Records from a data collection
□ □ □

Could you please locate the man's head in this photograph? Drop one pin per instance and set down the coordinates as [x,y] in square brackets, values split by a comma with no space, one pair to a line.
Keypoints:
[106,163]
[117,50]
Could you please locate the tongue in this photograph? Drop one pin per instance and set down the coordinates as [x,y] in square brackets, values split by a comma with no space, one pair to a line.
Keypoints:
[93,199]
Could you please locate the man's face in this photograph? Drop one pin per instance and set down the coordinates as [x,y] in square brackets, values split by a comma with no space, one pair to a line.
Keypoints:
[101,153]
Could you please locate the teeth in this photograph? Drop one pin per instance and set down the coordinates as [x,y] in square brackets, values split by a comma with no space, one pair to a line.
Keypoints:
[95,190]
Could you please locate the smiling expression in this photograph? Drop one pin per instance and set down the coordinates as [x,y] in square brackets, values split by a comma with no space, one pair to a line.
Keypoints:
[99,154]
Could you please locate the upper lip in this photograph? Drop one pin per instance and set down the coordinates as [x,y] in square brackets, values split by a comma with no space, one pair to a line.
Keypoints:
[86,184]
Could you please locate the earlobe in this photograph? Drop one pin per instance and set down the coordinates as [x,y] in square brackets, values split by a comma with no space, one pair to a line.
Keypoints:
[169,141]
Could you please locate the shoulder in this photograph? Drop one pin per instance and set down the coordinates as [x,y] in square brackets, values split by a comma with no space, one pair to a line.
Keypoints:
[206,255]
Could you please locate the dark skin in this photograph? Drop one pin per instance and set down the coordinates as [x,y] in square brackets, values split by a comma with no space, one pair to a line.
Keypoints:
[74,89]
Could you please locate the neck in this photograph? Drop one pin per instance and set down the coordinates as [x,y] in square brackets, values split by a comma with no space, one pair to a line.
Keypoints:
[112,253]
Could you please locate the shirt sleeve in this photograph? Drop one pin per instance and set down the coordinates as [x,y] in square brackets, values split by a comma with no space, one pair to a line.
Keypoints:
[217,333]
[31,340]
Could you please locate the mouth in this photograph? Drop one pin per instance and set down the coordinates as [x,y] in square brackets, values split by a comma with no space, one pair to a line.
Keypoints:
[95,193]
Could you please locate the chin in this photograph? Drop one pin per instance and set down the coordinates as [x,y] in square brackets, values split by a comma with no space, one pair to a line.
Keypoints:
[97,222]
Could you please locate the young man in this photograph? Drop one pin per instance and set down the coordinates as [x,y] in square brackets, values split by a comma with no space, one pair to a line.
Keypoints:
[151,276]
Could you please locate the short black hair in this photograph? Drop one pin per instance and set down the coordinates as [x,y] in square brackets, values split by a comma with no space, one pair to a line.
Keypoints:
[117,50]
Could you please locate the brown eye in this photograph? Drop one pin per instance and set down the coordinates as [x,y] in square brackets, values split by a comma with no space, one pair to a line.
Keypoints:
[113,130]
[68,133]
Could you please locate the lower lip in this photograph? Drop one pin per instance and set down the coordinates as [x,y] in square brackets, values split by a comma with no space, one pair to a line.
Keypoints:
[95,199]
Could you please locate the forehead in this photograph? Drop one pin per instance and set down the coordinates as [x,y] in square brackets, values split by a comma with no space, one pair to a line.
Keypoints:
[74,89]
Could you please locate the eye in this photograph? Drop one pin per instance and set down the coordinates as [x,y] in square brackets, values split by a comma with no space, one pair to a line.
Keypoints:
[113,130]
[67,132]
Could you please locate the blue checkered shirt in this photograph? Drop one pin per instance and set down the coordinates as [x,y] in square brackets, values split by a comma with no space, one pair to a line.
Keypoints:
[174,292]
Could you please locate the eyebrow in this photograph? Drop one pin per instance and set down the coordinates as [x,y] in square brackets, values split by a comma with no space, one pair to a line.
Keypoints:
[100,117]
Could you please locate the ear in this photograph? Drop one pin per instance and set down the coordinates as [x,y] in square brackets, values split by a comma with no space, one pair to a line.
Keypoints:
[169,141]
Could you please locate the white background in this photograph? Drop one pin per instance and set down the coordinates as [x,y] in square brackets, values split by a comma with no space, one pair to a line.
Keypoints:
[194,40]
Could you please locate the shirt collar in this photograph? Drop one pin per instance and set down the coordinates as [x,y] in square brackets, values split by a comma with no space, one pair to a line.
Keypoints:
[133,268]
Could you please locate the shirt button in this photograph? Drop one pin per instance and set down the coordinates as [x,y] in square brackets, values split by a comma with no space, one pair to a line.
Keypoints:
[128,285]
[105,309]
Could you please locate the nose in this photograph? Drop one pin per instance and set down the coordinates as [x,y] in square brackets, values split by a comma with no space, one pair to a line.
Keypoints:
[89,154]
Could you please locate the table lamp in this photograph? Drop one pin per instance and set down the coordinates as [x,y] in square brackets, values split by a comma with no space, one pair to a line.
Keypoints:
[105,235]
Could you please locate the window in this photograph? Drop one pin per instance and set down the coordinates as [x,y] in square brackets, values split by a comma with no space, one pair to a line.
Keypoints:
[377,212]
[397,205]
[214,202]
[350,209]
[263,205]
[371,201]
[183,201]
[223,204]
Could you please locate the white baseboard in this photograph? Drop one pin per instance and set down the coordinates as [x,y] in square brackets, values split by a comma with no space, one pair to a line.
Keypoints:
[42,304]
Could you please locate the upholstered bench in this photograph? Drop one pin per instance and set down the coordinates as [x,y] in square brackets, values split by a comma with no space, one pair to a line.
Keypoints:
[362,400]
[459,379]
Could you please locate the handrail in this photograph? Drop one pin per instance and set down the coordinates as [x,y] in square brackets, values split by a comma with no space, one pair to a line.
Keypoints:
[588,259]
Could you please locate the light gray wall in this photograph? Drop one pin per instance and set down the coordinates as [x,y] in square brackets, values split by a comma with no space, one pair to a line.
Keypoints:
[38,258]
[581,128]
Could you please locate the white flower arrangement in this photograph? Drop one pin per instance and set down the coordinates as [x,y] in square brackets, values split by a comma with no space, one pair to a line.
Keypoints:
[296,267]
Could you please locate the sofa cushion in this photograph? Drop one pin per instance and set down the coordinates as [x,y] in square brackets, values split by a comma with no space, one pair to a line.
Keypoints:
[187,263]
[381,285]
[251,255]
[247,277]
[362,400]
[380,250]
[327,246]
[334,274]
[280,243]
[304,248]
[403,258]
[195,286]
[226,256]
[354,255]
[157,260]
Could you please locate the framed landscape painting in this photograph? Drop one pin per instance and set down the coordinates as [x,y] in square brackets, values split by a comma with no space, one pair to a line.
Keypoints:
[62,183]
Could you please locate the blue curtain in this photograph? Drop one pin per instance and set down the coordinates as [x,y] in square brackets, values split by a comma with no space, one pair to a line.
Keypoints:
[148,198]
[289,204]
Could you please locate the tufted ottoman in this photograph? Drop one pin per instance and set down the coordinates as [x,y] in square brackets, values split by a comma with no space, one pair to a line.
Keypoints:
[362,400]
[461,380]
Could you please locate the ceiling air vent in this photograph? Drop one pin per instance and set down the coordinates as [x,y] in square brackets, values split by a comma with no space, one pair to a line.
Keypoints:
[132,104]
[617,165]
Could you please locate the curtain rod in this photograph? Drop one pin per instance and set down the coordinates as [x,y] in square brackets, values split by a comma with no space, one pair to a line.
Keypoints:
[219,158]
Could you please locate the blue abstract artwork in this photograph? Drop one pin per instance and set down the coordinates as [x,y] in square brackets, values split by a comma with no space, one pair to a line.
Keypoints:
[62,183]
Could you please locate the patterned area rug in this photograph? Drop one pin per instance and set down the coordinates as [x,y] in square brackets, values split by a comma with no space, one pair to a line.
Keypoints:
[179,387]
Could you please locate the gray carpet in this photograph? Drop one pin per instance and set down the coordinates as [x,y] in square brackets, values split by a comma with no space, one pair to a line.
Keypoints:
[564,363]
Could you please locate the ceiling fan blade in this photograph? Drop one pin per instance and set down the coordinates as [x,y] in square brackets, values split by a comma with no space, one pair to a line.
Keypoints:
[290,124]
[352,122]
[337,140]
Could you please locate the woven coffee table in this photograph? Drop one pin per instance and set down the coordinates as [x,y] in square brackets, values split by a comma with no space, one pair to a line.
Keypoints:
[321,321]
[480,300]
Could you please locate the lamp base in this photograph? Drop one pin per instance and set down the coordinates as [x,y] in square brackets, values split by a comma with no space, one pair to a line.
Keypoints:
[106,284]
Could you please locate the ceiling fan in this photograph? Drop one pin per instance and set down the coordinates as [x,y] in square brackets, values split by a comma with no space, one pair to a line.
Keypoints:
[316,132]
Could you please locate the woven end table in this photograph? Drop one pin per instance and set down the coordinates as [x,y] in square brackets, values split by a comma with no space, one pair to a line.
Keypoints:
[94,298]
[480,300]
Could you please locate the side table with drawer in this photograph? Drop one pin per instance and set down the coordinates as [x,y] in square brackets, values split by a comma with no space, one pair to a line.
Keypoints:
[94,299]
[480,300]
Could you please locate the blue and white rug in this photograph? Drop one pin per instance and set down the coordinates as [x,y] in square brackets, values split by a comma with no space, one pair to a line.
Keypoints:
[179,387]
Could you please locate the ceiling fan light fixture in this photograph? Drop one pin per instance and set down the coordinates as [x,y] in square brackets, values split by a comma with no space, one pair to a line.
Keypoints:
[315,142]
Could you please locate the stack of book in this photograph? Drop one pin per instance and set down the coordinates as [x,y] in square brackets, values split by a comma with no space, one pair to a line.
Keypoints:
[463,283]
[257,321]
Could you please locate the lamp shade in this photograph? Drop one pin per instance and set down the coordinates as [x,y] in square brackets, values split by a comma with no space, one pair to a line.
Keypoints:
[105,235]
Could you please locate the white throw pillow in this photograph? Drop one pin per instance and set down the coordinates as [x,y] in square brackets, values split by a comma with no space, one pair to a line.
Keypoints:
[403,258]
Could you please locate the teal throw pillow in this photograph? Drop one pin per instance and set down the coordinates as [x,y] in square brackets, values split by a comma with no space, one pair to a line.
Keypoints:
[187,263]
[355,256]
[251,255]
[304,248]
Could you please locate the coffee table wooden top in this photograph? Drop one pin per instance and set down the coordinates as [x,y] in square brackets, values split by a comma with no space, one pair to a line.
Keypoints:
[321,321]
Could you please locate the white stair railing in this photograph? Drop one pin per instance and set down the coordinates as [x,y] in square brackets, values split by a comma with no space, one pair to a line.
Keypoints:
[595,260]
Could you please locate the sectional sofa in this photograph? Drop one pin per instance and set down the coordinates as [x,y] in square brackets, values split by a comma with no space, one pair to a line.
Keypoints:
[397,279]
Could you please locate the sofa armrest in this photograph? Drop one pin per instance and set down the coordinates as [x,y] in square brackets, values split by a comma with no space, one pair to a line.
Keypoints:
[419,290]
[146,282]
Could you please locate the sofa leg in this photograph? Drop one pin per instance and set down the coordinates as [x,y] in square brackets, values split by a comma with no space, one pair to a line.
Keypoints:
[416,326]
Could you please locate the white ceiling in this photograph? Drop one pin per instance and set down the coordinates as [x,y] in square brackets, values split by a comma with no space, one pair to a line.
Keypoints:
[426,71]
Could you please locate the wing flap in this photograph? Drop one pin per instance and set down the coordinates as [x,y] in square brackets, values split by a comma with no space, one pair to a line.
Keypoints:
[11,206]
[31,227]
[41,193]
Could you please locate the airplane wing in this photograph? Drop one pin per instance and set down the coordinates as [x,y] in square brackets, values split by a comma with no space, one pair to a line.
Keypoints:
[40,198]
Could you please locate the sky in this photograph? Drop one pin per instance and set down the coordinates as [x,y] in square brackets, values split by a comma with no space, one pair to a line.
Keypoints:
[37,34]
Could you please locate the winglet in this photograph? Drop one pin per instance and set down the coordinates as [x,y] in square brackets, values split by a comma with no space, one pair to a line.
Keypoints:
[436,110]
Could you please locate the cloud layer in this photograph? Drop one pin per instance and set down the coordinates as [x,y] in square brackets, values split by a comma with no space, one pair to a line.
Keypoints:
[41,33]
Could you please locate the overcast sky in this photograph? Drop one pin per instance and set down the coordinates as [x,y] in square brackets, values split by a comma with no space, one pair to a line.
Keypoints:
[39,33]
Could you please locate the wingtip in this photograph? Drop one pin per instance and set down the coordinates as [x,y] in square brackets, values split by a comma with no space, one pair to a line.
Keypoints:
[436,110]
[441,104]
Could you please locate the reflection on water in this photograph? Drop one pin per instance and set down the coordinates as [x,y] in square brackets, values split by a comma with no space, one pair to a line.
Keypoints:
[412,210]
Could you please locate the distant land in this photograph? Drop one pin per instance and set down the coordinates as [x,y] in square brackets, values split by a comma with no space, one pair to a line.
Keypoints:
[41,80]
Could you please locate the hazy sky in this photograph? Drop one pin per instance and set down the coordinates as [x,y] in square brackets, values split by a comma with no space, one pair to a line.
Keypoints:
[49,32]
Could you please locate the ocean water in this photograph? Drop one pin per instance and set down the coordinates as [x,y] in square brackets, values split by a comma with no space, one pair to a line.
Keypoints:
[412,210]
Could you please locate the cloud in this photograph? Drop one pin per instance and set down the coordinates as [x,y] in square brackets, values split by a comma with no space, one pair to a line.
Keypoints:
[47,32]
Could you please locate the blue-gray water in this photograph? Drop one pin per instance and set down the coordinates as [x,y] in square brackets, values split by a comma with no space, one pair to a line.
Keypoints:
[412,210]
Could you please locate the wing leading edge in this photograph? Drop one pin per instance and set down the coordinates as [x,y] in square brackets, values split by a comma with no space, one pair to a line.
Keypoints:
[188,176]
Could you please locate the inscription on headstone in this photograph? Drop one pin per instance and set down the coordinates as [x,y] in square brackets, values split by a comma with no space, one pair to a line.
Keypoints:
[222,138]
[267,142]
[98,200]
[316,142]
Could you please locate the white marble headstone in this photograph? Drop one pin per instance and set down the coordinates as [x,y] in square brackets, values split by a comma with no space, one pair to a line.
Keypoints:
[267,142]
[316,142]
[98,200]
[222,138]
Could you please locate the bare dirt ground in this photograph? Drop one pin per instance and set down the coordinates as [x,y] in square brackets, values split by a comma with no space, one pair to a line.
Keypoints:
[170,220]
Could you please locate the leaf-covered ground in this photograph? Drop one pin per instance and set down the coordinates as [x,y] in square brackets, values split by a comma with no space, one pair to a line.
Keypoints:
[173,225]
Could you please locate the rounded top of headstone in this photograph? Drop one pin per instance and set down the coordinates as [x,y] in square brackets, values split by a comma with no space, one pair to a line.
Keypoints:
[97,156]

□ □ □

Look through the entries above. Copy each line in which the string "throw" occurs.

Could you please locate the white throw pillow in this photograph? Drop one pin per instance and set down the coordinates as [x,y] in square brackets, values split by a comma with no space, one pair to a line.
Could you please locate the teal throw pillow in this photograph? Drop one pin per instance and set down the coordinates as [x,y] in square brackets, values split by a comma with no space, one pair to a line.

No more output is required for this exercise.